Image point grounding data

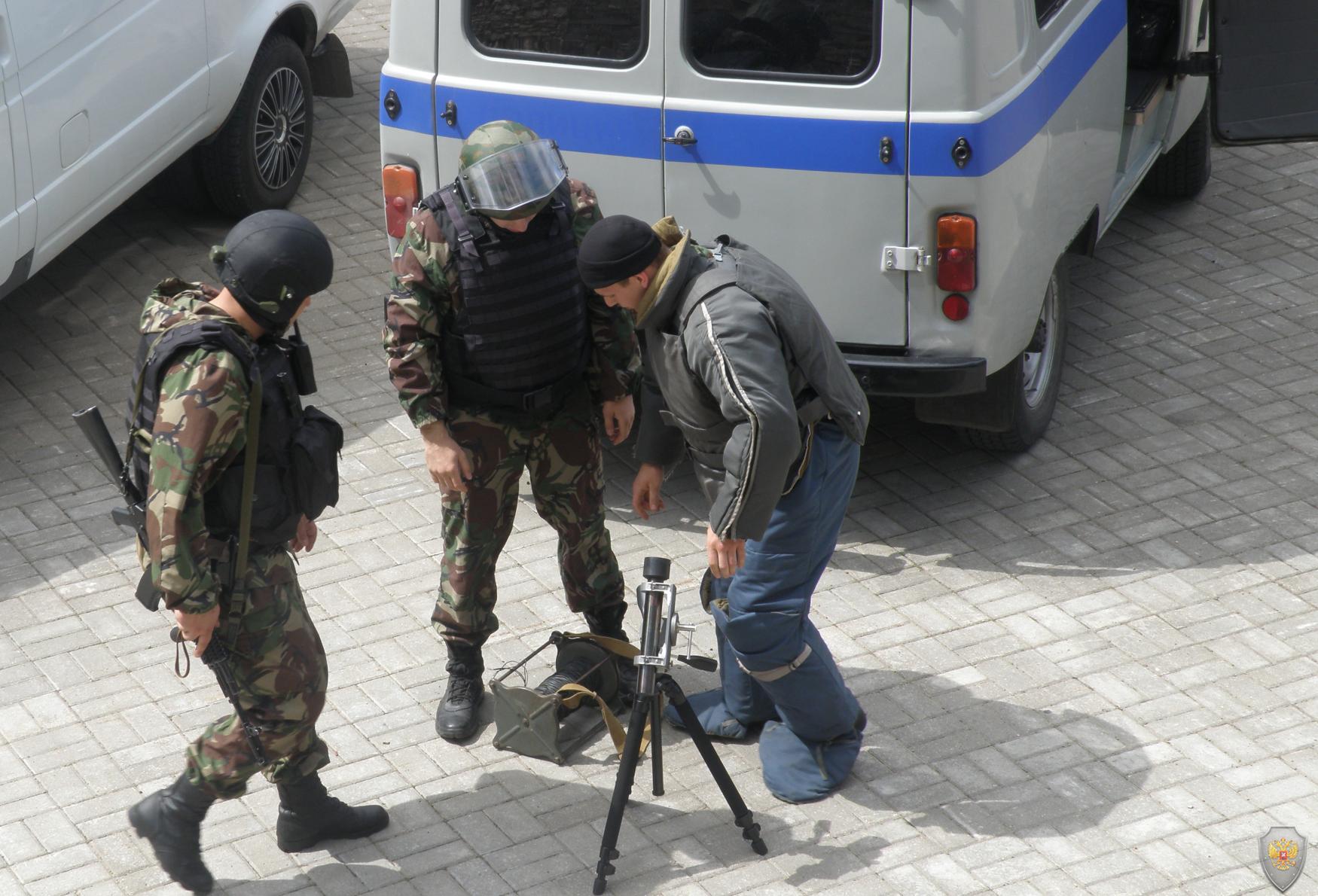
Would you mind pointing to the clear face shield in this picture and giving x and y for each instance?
(513, 178)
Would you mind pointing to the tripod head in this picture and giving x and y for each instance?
(655, 569)
(661, 626)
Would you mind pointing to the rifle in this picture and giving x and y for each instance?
(216, 657)
(133, 516)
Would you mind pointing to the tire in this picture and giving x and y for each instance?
(1184, 170)
(258, 157)
(1028, 385)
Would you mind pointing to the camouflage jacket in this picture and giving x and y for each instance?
(425, 300)
(200, 423)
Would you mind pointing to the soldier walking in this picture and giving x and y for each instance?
(504, 361)
(214, 423)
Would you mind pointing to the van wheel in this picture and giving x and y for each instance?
(1027, 388)
(260, 154)
(1184, 170)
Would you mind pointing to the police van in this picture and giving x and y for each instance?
(922, 166)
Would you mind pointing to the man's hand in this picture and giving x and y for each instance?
(727, 555)
(448, 463)
(198, 626)
(645, 490)
(305, 539)
(618, 416)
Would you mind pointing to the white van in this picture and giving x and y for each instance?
(922, 166)
(103, 95)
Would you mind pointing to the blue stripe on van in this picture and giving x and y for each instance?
(789, 142)
(774, 142)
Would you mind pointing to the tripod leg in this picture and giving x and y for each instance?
(655, 742)
(743, 815)
(621, 791)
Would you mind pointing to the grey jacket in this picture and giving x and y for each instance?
(741, 368)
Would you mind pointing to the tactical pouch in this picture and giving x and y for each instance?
(316, 463)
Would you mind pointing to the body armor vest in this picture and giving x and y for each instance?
(521, 322)
(274, 509)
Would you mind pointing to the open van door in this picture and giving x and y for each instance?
(1265, 90)
(786, 128)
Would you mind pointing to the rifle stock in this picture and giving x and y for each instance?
(133, 516)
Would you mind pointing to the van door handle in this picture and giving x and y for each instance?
(683, 136)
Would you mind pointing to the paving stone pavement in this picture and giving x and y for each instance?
(1088, 669)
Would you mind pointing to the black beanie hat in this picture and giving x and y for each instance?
(615, 249)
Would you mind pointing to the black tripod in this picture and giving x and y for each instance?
(659, 630)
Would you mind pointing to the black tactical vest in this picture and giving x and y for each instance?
(274, 510)
(521, 322)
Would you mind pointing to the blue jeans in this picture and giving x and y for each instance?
(766, 627)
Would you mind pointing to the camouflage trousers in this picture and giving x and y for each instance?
(281, 672)
(564, 460)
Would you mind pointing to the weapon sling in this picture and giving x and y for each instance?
(216, 655)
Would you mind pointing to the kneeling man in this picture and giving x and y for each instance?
(741, 368)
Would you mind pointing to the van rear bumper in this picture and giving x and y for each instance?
(917, 377)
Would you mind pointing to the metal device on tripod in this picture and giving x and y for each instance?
(659, 632)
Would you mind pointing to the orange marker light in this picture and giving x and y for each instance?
(957, 253)
(402, 187)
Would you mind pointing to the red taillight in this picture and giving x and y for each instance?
(956, 307)
(402, 187)
(956, 253)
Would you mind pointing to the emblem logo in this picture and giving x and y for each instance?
(1281, 852)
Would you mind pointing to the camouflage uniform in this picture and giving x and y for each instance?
(560, 450)
(277, 657)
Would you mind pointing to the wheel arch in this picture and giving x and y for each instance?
(300, 24)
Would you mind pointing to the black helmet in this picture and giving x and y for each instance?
(270, 263)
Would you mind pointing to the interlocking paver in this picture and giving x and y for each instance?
(1086, 669)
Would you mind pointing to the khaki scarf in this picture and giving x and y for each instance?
(671, 236)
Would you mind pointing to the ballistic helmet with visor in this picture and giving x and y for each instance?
(270, 263)
(508, 172)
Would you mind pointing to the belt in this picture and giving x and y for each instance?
(535, 401)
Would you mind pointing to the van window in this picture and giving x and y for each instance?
(1045, 8)
(817, 40)
(592, 32)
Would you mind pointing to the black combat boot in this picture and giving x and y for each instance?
(307, 815)
(456, 717)
(608, 623)
(172, 821)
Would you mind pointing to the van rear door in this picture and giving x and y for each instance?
(584, 73)
(1265, 90)
(786, 128)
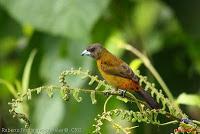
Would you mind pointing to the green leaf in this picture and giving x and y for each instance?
(189, 99)
(122, 99)
(9, 86)
(92, 96)
(70, 18)
(76, 95)
(27, 70)
(135, 64)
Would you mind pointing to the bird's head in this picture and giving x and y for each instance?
(95, 51)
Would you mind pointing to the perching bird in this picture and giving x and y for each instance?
(117, 73)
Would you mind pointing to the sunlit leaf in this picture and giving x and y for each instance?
(135, 64)
(27, 70)
(71, 18)
(189, 99)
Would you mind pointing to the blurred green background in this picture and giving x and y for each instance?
(167, 31)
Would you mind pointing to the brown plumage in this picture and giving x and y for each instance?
(117, 73)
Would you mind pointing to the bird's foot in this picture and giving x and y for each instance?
(122, 92)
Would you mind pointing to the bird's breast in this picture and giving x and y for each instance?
(117, 81)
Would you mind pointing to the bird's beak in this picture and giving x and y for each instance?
(85, 52)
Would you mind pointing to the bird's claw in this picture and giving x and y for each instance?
(122, 92)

• [REQUIRED WORK] With the pictures omitted, reproduce the records in full and exactly.

• [THE COMPLETED TASK]
Would you mind pointing to the clear face shield in this picture and giving x and y for each instance?
(513, 178)
Would you mind pointing to the tripod head in this picture and giving x and y for each instance?
(655, 569)
(661, 626)
Would you mind pointing to the rifle in this picture and giving x and y for each instance?
(216, 657)
(133, 516)
Would you mind pointing to the tire in this picture and giving x and y for each instance?
(1184, 170)
(258, 157)
(1028, 385)
Would you mind pointing to the camouflage jacket in this picture and giving x and y for each instance?
(425, 300)
(200, 423)
Would you mind pointing to the soldier walking in this picture and giving x and y for each instance?
(504, 361)
(214, 423)
Would you mind pointing to the van wheel in this picture and giving x and y for each instance?
(1027, 388)
(260, 154)
(1184, 170)
Would you mind pointing to the police van in this picture and giving x and y for each instance?
(922, 166)
Would you mind pointing to the man's hand in this picture and giving x and y for each instance?
(727, 555)
(448, 463)
(198, 626)
(645, 490)
(305, 539)
(618, 416)
Would you mind pointing to the white van in this picture and giving x and y for each instance?
(922, 166)
(103, 95)
Would you mind pointing to the blue stripe on van in this picture and giving x and y for each instance?
(789, 142)
(774, 142)
Would you mind pointing to the tripod leg in this picture and giving x and y for each instance?
(655, 742)
(743, 815)
(621, 791)
Would you mind pointing to the grey jacket in this picture and giving x and y for each instance?
(741, 368)
Would you mind pointing to the tactical pouch in this picture and giving x and y for each instance?
(316, 463)
Would you mind pointing to the body armor vest in this picture and giving x and y for each instance?
(521, 322)
(274, 509)
Would you mind pointing to the open van door in this picture and giving x and y for each instance?
(1265, 90)
(786, 128)
Would you mind pointing to the rifle stock in this picture and giving x and y for each instance?
(133, 516)
Would you mind pointing to the van door handle in this picture and giving x and y for each instance?
(683, 136)
Would you mind pointing to the paving stone pavement in this picture and giving x and y for each instance?
(1088, 669)
Would you mind pointing to the black beanie hat in this picture and giving x and y for each instance?
(615, 249)
Would you mind pointing to the black tripod in this picture and giving x and y for each instance?
(659, 630)
Would you mind pointing to the black tactical vest in this picture and giving x and y for each instance?
(274, 510)
(521, 322)
Would you mind pointing to the blue jeans in this picture and giving x and y for each instance?
(766, 627)
Would you mind pointing to the camouflage trousers in this picture and giving x and y for each instance?
(281, 672)
(564, 460)
Would you mind pointing to the weapon sling in this picture and giving x and y for each instance?
(216, 655)
Would you mind pointing to the kneeling man in this picture and giving x and y for each instance?
(741, 368)
Would you mind pointing to the van rear bumper in this picture and giving x and y for each instance?
(917, 377)
Would you mind pointing to the metal device on tripod in this picture and giving x and y for each instance?
(659, 632)
Would you mind pointing to the orange marker light in this picture and giving x and y for each instance?
(957, 253)
(402, 187)
Would you mind pointing to the red taillight in this picture and giving x and y for each instance?
(956, 307)
(402, 187)
(956, 253)
Would you mind pointing to the emblem logo in this picture and giving x and y for each instance?
(1281, 852)
Would you mind pointing to the camouflage uniform in this picture and giving x and y for each instance?
(560, 450)
(277, 657)
Would you mind pointing to the wheel arch in this picture and giving x and y for each instance?
(300, 24)
Would you mind pointing to the black helmet in this picture and giving x and y for each instance?
(270, 263)
Would you mind pointing to the interlocking paver in this picture and giving x and y for each instance?
(1086, 669)
Would you mind pointing to the khaki scarf in this picture and giving x and y for each instance?
(671, 236)
Would you mind pointing to the ballistic helmet with visor in this picture and giving x and y for each instance?
(270, 263)
(508, 172)
Would you mind pointing to the belt in this picture and giving x and y for each instance?
(535, 401)
Would you mind pointing to the van window in this picture and giving x and y for each instance?
(1045, 8)
(817, 40)
(592, 32)
Would you mind pointing to the black combat boot in this picture and giving x and y for each instance?
(307, 815)
(456, 717)
(608, 623)
(172, 821)
Would you mind pointing to the van rear door in this picture and giving x and y for each instance?
(584, 73)
(1265, 90)
(786, 128)
Would you mind pointing to the green leaf in this picture and giving x and y for each instance?
(189, 99)
(122, 99)
(9, 86)
(92, 96)
(70, 18)
(76, 95)
(27, 70)
(135, 64)
Would you mind pointing to the bird's head in this picture and giving x and y for each instance?
(95, 51)
Would you mind pointing to the perching bird in this picture and giving x and y for each instance?
(117, 73)
Would you mind pointing to the sunlit leaf in this picture and giving x and y for each instance?
(135, 64)
(27, 70)
(71, 18)
(189, 99)
Would you mind pointing to the blurred green background in this picture and giving x and y for each instance?
(167, 31)
Would you mind pointing to the brown plumage in this picture and giving x and y for each instance?
(117, 73)
Would you mind pointing to the bird's foot in this picture and giving x and y for each instance?
(122, 92)
Would you mind pointing to the bird's breast in this picture and giving x and y for each instance?
(117, 81)
Would you mind pointing to the bird's beak in this picture and giving x and y for each instance?
(85, 52)
Would you mind pointing to the bird's claw in this picture and giving x and y for each instance?
(122, 92)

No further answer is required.